**What the task requires**
List every entry in the political reading list below that is marked with an asterisk.

**Provided text**

* * *

A political reading list

This list used to live in a much-forwarded email, but after 2 different people (a community organizer working for immigrants’ rights in the South Bay and a shiny new scheduler for a member of Congress) asked for it this week, I decided to share it in a more public space.

I have had the privilege of staffing some pretty cool people, but back in 2014 I was looking at my first staffing job and had no idea how to be good at it. So I stress-texted one of my friends from DC who had been a staffer on the Hill.

He told me that the best staffers in our country’s history had staffed our presidents, so I should read presidential biographies, look for how their staff helped them, and then do that.

The ~15 biographies he gave me to read (and that I read in my first few months as a staffer on my evenings in my tiny rental room in Olympia or listened to on my long drives home to Seattle at the end of the week) are the core of this list. I’ve also added political memoirs that have come-out since then.

The rest of the list are books that help staffers understand where people who are not like them are coming from — because one of the joys of public service is helping people who are not like you. These books give me frameworks, new languages, social and historical contexts; probably the simples description of what these books give me is humility, the knowledge that there are worlds to which I have never been and others call home, and my job is to listen to them and try to build bridges between our worlds. I’m an omnivorous reader, so I take that lesson from fiction, poetry, comics, essays and fairytales.

4/5 of these are books I’ve read, and the rest are books I’ve bought are am getting around to reading. I *ed all of the ones which are biographies or memoirs of high-ranking political figures and bolded those which I’ve read at least 2x. I thought about breaking this up into political and not political, but I happen to think A Little Prince has delightful political lessons and On Basilisk Station has advice for leadership I use all the time.

Let me know what other books you would recommend?

  1. The Warmth of Other Suns: The Epic Story of America’s Great Migration
  2. United: Thoughts on Finding Common Ground and Advancing the Common Good*
  3. Whistlestop: My Favorite Stories from Presidential Campaign History*
  4. The President’s Book of Secrets: The Untold Story of Intelligence Briefings to America’s Presidents from Kennedy to Obama*
  5. Consider the Lobster and Other Essays
  6. A Thousand Mornings: Poems
  7. New and Selected Poems, Volume One
  8. Upstream: Selected Essays
  9. Uncommon Carriers
  10. The Rise of Theodore Roosevelt (Modern Library Paperbacks) + the Sequel, Theodore Rex*
  11. The Little Prince
  12. 12 of The Terrible and Wonderful Reasons Why I Run Long Distances
  13. A Fighting Chance*
  14. Forgetting to Be Afraid: A Memoir*
  15. Bird by Bird: Some Instructions on Writing and Life
  16. Tropic of Orange
  17. On Basilisk Station (Honor Harrington)

* * *

**Extracted information**
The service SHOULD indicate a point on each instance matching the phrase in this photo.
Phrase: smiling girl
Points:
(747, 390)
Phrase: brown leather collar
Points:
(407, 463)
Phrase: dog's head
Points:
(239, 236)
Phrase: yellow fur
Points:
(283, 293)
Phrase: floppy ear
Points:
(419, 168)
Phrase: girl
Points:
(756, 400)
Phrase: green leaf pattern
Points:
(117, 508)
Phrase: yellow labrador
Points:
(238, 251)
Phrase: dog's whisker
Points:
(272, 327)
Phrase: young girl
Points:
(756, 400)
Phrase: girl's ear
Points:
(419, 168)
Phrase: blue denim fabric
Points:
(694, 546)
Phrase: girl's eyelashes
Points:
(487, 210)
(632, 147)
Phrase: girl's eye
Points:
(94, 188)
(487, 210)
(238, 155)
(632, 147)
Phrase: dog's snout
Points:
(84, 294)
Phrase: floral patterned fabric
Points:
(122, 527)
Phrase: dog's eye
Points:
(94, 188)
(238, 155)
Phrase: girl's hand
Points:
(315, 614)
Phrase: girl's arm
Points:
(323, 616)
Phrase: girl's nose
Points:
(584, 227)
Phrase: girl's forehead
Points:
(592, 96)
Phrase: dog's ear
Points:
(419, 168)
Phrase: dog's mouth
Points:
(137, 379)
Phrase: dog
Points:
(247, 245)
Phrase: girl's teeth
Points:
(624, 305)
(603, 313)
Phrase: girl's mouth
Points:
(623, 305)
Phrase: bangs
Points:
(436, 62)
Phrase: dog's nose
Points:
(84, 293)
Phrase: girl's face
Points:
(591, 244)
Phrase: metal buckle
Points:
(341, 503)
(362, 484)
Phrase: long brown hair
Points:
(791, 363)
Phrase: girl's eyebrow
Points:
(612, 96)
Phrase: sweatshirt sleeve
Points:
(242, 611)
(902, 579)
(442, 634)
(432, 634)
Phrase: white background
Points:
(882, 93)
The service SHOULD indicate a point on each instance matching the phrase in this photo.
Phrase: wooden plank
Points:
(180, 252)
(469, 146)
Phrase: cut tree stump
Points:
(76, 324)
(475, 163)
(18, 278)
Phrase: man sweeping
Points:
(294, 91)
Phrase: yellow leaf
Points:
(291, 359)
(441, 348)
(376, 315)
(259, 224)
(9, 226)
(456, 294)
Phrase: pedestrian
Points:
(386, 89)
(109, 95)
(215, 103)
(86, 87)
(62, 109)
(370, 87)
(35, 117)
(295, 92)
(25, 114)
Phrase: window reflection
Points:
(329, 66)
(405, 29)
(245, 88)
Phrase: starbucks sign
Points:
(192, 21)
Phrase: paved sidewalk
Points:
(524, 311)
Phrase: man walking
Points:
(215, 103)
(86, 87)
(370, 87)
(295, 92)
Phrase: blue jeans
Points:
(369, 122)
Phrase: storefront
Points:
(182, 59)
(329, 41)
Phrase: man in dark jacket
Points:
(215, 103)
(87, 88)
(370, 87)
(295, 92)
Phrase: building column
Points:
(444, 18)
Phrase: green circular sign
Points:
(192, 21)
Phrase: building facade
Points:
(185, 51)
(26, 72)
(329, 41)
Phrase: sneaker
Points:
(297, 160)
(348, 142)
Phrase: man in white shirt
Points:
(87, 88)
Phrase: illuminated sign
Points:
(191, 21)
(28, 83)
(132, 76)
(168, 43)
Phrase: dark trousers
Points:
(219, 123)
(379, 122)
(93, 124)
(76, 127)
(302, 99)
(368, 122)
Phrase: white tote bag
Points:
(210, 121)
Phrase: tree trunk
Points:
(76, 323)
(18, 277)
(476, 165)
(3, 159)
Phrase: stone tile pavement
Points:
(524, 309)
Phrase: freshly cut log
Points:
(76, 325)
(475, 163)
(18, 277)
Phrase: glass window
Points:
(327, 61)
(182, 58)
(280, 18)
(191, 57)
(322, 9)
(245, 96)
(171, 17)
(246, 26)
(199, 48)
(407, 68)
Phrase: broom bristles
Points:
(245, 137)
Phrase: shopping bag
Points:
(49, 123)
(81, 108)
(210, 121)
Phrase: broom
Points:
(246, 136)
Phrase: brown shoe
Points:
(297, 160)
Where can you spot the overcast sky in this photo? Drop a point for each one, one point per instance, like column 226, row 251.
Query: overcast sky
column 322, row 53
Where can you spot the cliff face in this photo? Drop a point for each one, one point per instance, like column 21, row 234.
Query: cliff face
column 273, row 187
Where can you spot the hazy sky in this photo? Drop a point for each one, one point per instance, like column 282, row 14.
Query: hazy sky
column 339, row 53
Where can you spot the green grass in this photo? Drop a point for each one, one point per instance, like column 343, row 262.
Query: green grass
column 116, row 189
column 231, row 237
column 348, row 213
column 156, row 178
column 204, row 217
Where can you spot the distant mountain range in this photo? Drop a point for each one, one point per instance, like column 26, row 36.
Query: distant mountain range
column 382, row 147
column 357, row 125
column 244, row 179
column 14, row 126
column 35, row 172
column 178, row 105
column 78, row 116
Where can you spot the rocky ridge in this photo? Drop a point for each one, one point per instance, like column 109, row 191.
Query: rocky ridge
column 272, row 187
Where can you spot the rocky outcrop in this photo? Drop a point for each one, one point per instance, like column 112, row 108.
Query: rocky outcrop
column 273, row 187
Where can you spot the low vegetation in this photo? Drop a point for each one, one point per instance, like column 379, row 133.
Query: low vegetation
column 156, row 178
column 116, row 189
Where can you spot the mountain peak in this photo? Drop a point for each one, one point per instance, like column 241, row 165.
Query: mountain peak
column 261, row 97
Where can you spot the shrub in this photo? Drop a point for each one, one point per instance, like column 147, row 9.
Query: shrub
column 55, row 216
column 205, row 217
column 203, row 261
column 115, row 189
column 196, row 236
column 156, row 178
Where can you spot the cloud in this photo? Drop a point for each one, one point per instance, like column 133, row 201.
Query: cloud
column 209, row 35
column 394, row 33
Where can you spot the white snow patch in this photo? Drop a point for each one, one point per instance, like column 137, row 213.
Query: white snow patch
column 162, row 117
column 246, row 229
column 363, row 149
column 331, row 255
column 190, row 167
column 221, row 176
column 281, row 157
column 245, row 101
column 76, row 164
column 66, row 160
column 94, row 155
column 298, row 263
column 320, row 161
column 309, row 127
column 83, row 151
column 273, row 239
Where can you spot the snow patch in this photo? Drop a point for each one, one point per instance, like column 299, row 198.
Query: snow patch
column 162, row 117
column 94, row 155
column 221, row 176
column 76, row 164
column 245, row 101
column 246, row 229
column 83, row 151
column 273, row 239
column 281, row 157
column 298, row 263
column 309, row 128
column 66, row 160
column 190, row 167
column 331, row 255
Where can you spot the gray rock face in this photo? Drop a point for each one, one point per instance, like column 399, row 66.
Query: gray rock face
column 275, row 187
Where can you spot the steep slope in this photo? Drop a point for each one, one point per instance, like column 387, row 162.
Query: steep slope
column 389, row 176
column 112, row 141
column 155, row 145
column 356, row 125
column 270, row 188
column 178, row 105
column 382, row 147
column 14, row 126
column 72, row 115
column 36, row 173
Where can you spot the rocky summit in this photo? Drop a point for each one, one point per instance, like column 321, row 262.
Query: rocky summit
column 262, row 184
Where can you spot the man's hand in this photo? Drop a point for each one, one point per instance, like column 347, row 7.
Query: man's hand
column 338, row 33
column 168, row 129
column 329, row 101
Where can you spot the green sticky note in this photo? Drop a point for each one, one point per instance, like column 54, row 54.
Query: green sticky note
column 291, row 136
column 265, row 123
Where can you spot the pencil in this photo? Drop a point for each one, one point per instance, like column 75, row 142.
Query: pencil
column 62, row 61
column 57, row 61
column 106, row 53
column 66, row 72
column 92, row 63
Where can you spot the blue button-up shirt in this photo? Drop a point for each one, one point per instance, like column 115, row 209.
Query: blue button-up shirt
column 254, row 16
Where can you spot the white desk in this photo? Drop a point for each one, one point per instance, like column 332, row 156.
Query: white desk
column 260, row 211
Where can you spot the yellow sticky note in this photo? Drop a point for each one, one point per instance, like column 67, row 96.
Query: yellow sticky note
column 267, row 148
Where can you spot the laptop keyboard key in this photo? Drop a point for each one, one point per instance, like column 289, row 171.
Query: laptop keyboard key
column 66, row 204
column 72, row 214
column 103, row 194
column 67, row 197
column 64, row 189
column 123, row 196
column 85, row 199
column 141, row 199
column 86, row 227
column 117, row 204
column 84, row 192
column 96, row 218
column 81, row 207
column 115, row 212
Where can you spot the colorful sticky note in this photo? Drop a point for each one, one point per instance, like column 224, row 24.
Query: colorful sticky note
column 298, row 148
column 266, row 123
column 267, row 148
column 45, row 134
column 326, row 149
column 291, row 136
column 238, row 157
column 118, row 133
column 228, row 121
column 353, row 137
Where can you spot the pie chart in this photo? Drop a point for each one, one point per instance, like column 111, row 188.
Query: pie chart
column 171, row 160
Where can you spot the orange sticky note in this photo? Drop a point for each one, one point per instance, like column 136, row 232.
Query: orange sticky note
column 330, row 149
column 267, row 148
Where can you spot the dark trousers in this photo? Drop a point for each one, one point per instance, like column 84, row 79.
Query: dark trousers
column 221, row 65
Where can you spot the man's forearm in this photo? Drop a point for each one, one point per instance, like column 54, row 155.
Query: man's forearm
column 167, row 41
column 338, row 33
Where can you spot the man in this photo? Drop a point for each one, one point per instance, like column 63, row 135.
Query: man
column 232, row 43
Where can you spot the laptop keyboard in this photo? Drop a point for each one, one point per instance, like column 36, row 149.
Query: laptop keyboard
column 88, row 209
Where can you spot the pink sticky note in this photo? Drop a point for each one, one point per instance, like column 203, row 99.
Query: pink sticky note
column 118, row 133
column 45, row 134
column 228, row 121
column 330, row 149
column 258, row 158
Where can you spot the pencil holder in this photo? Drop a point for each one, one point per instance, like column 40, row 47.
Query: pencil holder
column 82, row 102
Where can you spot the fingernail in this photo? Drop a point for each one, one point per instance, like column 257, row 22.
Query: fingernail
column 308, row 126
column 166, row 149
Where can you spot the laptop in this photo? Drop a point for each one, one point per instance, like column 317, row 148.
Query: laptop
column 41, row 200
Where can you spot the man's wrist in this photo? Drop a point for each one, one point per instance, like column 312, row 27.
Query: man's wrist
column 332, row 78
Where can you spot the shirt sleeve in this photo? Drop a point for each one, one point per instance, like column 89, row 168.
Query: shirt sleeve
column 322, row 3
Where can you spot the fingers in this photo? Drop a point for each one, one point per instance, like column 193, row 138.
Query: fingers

* * *

**Task solution**
- United: Thoughts on Finding Common Ground and Advancing the Common Good
- Whistlestop: My Favorite Stories from Presidential Campaign History
- The President's Book of Secrets: The Untold Story of Intelligence Briefings to America's Presidents from Kennedy to Obama
- The Rise of Theodore Roosevelt (Modern Library Paperbacks) + the Sequel, Theodore Rex
- A Fighting Chance
- Forgetting to Be Afraid: A Memoir